Task to complete
How many lines in the rows below contain the string "boat"? Case counts. Reply with the number alone.

Provided records

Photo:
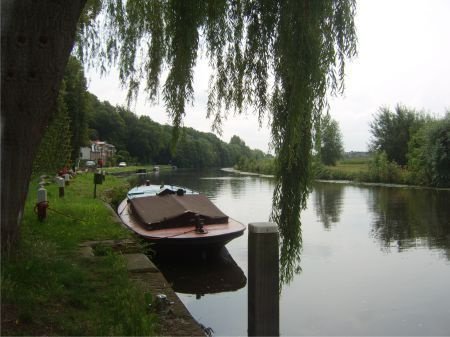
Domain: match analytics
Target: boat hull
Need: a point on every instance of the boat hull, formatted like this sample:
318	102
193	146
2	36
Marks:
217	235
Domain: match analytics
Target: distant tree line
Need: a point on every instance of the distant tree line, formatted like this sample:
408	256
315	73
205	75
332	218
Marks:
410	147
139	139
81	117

--

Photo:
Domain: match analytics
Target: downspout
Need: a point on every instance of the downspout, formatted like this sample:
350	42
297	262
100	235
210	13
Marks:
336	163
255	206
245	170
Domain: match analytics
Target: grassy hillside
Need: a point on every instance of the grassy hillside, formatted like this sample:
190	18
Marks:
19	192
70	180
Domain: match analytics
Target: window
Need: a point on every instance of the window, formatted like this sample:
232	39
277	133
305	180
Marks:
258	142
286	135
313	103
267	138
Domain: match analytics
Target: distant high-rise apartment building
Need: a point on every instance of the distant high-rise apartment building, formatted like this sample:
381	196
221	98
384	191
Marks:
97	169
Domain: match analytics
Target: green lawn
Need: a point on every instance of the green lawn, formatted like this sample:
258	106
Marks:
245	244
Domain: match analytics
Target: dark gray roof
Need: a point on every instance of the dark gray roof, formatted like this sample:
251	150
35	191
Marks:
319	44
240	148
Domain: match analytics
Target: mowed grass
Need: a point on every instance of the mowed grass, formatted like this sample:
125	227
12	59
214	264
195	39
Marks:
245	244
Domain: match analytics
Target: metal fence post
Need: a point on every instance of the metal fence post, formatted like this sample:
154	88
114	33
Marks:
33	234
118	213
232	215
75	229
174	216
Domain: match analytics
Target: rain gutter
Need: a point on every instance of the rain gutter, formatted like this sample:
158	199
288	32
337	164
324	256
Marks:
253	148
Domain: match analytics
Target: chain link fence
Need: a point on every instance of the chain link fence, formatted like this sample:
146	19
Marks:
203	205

...

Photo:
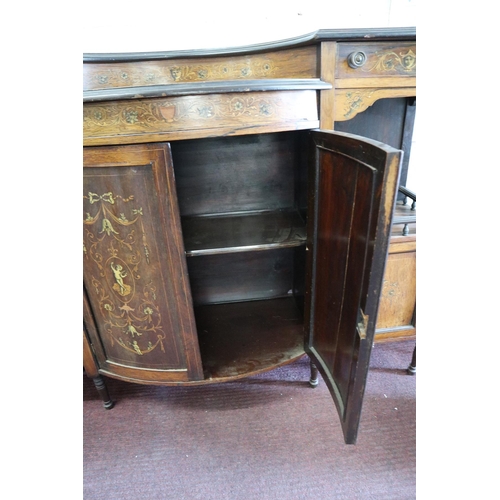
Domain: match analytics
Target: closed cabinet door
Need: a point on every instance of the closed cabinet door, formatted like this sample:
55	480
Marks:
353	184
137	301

Problem solution
2